▶ **TASK REQUIREMENTS**: Present the data below as a Markdown table with the columns Row and Line, giving each line its number and skipping any blank lines.

▶ **SUPPLIED MATERIAL**:
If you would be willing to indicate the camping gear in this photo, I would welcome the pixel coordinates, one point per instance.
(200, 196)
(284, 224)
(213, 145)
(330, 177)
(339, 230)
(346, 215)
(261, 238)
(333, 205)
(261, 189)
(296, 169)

▶ **EXERCISE RESULT**:
| Row | Line |
|---|---|
| 1 | If you would be willing to indicate the camping gear in this photo, I would welcome the pixel coordinates, one point per instance. |
| 2 | (200, 196) |
| 3 | (284, 224) |
| 4 | (213, 145) |
| 5 | (330, 177) |
| 6 | (339, 230) |
| 7 | (346, 215) |
| 8 | (261, 238) |
| 9 | (333, 205) |
| 10 | (261, 189) |
| 11 | (296, 169) |